--- Rows ---
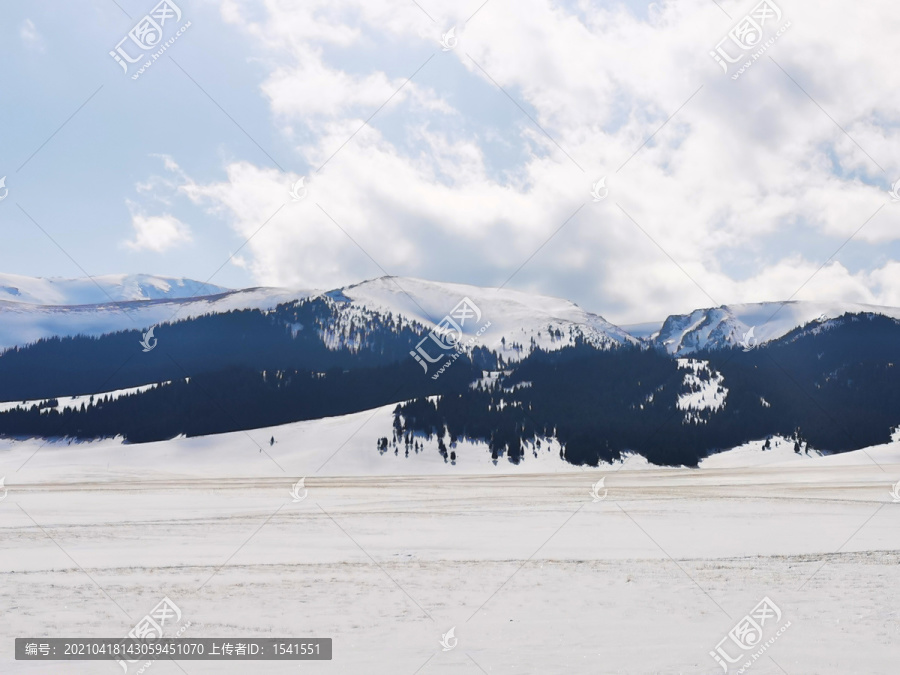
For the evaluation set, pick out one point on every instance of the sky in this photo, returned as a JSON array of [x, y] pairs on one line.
[[469, 156]]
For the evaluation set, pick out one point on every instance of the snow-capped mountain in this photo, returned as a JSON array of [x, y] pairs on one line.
[[514, 323], [100, 289], [731, 325], [521, 371], [511, 323]]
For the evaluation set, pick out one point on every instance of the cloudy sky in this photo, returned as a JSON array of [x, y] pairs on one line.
[[463, 160]]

--- Task instructions ---
Rewrite the material from the line containing "of the snow-capped" through the end as a numbered list, omitting any blank lines.

--- Response to this task ---
1. For the evaluation set, pick out one point on every instance of the snow-capped mountain in this photo, returned as a JSON array of [x, y] pairs on one line.
2. [[514, 323], [100, 289], [731, 325], [521, 371], [511, 323]]
3. For the evaluation set, pick out one point on every instance of the cloudy sky in this photo, returned as a JSON array of [x, y] pairs on one line.
4. [[463, 160]]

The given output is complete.